◆ 文档节选:
对秋瑾来说,1903年,构成了她人生中的第一个转折。

1903年,她随丈夫王子芳(字廷钧)赴京。王子芳,曾国藩表侄,湖南湘乡的“高帅富”,这次进京是因为在户部捐得一个户部主事。官职不算大,正六品,但好歹是中央财政部里的公务员,职衔比县令还要高一品。相形之下,秋家却是刚刚败落的官宦之家,在王家面前变得有些灰头土脸:其一,秋瑾的祖父秋嘉禾,举人出身,做到过知县、知州、同知之类,1894年辞世,人走茶凉。其二,秋瑾的父亲秋寿南,也是举人出身,也是做到知州,1901年辞世,又凉了一圈。其三,秋瑾兄妹四人,一哥一弟一妹,秋瑾行二,她的婚事是其父1895年调任湘乡厘金局总办后与当地大富豪王家联上的,也叫官商托结,门当户对吧。王家是富商,秋家是税务局的,一个负责挣钱,一个负责收钱,差不多能打个平手。可秋父一死,家里唯一的摇钱树没了,王家就开始给脸色看了,何况秋女士也不是那种低眉顺眼的小媳妇儿,平时作派就颇让婆婆看不惯。

秋父死后,1902年,秋家与王家合伙开了一个钱庄,不用说,这是亲家想帮衬秋家呢。可是秋家没有一个擅长经营的,折腾到年底,破产了。秋瑾在婆家的日子更不好过了。老公虽然是高帅富,佳少年,美丰仪,但秋瑾却是公知,还是女公知,平时写个诗,都是“闺人欲负戈”、 “难将巾帼易兜鍪” 什么的,所以两人谁看谁也不顺眼。鉴于中国的大男子没法写怨诗之类的,所以我们现在能看到的,都是秋瑾的:“可怜谢道韫,不嫁鲍参军”; “知己不逢归俗子,终身长恨咽深闺” 云云。现在,王子芳要来京城走两步了。他没想到,媳妇儿比自己走得更远。

◆ 操作说明:
把上面讲秋瑾的那段文字重新抄一遍：从有“1903年,她随丈夫王子芳(字廷钧)赴京”的地方抄起，抄到“眼的小媳妇儿,平时作派就颇让婆婆看不惯。”为止，一字不改。

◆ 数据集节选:
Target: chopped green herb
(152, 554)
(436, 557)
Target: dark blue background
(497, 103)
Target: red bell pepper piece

◆ 任务结果:
1903年,她随丈夫王子芳(字廷钧)赴京。王子芳,曾国藩表侄,湖南湘乡的“高帅富”,这次进京是因为在户部捐得一个户部主事。官职不算大,正六品,但好歹是中央财政部里的公务员,职衔比县令还要高一品。相形之下,秋家却是刚刚败落的官宦之家,在王家面前变得有些灰头土脸:其一,秋瑾的祖父秋嘉禾,举人出身,做到过知县、知州、同知之类,1894年辞世,人走茶凉。其二,秋瑾的父亲秋寿南,也是举人出身,也是做到知州,1901年辞世,又凉了一圈。其三,秋瑾兄妹四人,一哥一弟一妹,秋瑾行二,她的婚事是其父1895年调任湘乡厘金局总办后与当地大富豪王家联上的,也叫官商托结,门当户对吧。王家是富商,秋家是税务局的,一个负责挣钱,一个负责收钱,差不多能打个平手。可秋父一死,家里唯一的摇钱树没了,王家就开始给脸色看了,何况秋女士也不是那种低眉顺眼的小媳妇儿,平时作派就颇让婆婆看不惯。